Given data |
* Begin *

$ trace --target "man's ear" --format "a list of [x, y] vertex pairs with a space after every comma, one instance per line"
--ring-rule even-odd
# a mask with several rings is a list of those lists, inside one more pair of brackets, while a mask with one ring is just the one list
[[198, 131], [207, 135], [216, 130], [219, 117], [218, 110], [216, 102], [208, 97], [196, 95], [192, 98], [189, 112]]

* End *
* Begin *

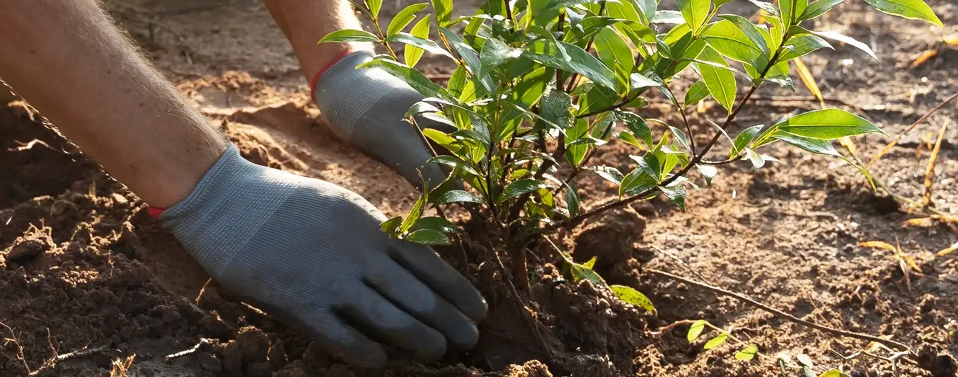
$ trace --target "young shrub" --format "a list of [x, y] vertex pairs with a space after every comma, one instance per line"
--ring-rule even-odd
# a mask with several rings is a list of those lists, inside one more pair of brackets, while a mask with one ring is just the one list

* End *
* Begin *

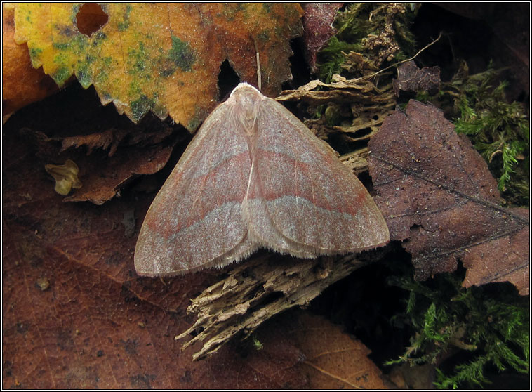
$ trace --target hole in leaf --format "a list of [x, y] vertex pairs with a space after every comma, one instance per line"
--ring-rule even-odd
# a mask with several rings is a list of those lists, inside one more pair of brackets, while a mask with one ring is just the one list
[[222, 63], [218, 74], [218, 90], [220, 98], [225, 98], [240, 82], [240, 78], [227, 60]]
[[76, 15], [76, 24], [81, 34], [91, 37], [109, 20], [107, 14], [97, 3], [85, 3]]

* End *

Goal | Find each line in the material above that contains the word "space", and copy those lines out in full.

Response to the exercise |
$ trace --target "man's ear" --format "a list of [x, y] vertex pairs with a space after every comma, one instance per line"
$ trace --target "young shrub" --format "a list of [x, y] vertex pairs with a space after every comma, one instance per line"
$ trace --target hole in leaf --format "a list of [x, y] vertex pairs with a space after every comma, one instance per line"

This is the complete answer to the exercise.